The 2024/25 season saw a dip in league performance with a 9th placed finish, but the club had their best ever Welsh Cup campaign by reaching the Quarter-Final of the competition. They played Cymru South side Llanelli Town at Central Park, losing 1-0 in the final minute of stoppage time.

The beginning of the 2025/26 season saw the team play their first three home games of the season at different venues. Their first game was played at Bala Town's Maes Tegid before two more were staged at Colwyn Bay's Llanelian Road. The club returned to Central Park on September 5th 2025 in a 1-1 draw with Buckley Town.

> GIVEN ENTRIES:
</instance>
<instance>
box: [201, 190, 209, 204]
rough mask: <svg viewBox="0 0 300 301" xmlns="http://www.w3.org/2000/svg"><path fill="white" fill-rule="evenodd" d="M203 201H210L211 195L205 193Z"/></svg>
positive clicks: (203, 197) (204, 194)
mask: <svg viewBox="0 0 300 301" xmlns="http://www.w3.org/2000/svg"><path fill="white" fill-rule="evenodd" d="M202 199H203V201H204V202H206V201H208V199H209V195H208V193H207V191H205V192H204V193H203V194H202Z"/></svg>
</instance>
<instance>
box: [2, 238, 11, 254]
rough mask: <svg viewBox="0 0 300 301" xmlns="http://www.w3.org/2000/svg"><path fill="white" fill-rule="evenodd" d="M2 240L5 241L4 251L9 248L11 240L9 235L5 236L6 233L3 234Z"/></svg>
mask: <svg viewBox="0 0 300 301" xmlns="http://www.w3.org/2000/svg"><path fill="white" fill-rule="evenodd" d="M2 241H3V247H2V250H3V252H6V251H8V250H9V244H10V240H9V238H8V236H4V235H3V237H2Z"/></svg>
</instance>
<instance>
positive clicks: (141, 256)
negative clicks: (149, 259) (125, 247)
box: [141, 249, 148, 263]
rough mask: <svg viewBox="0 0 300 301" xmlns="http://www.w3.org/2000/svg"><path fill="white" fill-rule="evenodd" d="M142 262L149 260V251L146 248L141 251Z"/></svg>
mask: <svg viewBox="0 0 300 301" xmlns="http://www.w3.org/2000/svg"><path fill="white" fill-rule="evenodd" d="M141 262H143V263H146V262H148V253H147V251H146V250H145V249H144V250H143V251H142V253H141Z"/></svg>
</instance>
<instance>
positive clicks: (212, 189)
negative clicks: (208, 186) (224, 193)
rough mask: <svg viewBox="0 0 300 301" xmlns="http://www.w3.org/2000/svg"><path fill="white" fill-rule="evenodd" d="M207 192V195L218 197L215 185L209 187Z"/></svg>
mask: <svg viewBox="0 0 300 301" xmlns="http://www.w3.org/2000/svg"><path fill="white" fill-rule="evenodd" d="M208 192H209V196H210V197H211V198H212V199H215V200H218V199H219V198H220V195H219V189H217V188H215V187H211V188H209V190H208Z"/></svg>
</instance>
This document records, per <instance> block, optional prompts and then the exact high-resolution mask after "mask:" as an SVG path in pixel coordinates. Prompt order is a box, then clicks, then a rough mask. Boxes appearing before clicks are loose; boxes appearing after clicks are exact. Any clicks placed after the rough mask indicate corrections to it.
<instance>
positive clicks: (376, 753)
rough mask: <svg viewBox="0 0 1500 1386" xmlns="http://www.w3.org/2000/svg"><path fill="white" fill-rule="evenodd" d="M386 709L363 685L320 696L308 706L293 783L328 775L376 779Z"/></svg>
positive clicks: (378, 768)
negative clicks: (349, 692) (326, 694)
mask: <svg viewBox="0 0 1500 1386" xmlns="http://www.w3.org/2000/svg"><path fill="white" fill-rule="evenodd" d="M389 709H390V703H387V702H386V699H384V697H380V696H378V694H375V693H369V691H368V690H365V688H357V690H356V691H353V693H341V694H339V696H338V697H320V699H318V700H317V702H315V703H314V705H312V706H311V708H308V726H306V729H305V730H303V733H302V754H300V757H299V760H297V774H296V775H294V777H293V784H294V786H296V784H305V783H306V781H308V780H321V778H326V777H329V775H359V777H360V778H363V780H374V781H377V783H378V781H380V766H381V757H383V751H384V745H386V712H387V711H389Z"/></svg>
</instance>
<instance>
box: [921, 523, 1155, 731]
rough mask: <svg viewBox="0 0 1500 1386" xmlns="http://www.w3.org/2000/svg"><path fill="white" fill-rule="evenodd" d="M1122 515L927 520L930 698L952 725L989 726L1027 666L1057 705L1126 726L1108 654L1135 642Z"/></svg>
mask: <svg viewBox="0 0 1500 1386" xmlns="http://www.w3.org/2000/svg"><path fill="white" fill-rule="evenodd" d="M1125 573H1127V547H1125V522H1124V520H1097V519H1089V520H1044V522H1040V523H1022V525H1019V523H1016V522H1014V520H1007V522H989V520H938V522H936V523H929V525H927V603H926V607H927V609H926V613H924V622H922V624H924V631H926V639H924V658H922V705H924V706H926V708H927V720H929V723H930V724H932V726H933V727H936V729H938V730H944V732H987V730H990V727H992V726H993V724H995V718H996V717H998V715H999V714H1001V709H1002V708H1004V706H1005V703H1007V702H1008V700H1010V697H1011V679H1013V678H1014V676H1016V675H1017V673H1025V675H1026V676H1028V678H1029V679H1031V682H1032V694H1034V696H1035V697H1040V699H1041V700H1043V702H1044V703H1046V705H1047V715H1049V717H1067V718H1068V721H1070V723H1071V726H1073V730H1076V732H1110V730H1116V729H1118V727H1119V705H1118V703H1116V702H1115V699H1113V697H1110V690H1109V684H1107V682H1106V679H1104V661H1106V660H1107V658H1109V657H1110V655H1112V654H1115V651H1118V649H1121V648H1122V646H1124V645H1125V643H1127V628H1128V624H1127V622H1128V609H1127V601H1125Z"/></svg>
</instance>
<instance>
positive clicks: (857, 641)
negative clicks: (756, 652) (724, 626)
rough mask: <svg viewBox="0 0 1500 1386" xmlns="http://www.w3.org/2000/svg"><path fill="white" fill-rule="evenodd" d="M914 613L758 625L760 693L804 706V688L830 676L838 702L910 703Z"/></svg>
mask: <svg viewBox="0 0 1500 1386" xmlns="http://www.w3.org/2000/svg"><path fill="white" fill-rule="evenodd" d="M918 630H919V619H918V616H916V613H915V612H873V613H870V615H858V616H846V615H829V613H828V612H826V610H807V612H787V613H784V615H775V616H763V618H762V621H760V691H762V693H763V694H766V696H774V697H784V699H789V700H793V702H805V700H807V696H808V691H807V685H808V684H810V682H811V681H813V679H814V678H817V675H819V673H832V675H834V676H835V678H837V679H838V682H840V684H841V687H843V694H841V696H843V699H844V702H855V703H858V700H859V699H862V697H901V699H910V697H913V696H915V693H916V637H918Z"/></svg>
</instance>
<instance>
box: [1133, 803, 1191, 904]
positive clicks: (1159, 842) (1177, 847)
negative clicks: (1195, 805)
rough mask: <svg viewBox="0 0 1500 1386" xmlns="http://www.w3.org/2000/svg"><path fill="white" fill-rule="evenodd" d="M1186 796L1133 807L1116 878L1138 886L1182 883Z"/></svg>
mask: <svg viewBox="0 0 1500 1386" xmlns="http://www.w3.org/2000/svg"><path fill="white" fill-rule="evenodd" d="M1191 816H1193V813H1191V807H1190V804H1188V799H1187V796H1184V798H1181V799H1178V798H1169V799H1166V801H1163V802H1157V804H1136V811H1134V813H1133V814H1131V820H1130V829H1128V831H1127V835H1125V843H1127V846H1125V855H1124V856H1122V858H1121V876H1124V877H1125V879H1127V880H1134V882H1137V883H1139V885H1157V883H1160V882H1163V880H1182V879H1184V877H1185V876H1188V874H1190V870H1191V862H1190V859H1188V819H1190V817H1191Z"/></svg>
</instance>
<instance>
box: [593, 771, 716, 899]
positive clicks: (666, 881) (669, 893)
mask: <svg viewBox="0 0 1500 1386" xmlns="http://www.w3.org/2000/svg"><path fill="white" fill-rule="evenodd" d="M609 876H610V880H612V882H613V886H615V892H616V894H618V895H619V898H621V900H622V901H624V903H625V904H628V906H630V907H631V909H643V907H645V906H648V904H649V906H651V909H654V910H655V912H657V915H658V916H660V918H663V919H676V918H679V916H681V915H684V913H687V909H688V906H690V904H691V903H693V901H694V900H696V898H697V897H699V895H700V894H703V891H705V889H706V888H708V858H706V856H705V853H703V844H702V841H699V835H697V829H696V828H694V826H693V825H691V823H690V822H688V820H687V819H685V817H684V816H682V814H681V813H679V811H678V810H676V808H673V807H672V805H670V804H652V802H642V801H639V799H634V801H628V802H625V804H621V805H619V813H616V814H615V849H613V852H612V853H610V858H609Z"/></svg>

> YOUR OBJECTIVE: Using the club seasons text, decide whether each statement agrees with it: (a) The club finished ninth in the league in 2024/25. (b) The Welsh Cup quarter-final against Llanelli Town ended in a draw. (c) All of the first three home games of 2025/26 were played at Llanelian Road. For each, answer yes or no and quote the deciding words.

> RESULT OF THE EXERCISE:
(a) Yes: "a 9th placed finish"
(b) No: "losing 1-0 in the final minute of stoppage time"
(c) No: "Their first game was played at Bala Town's Maes Tegid before two more were staged at Colwyn Bay's Llanelian Road"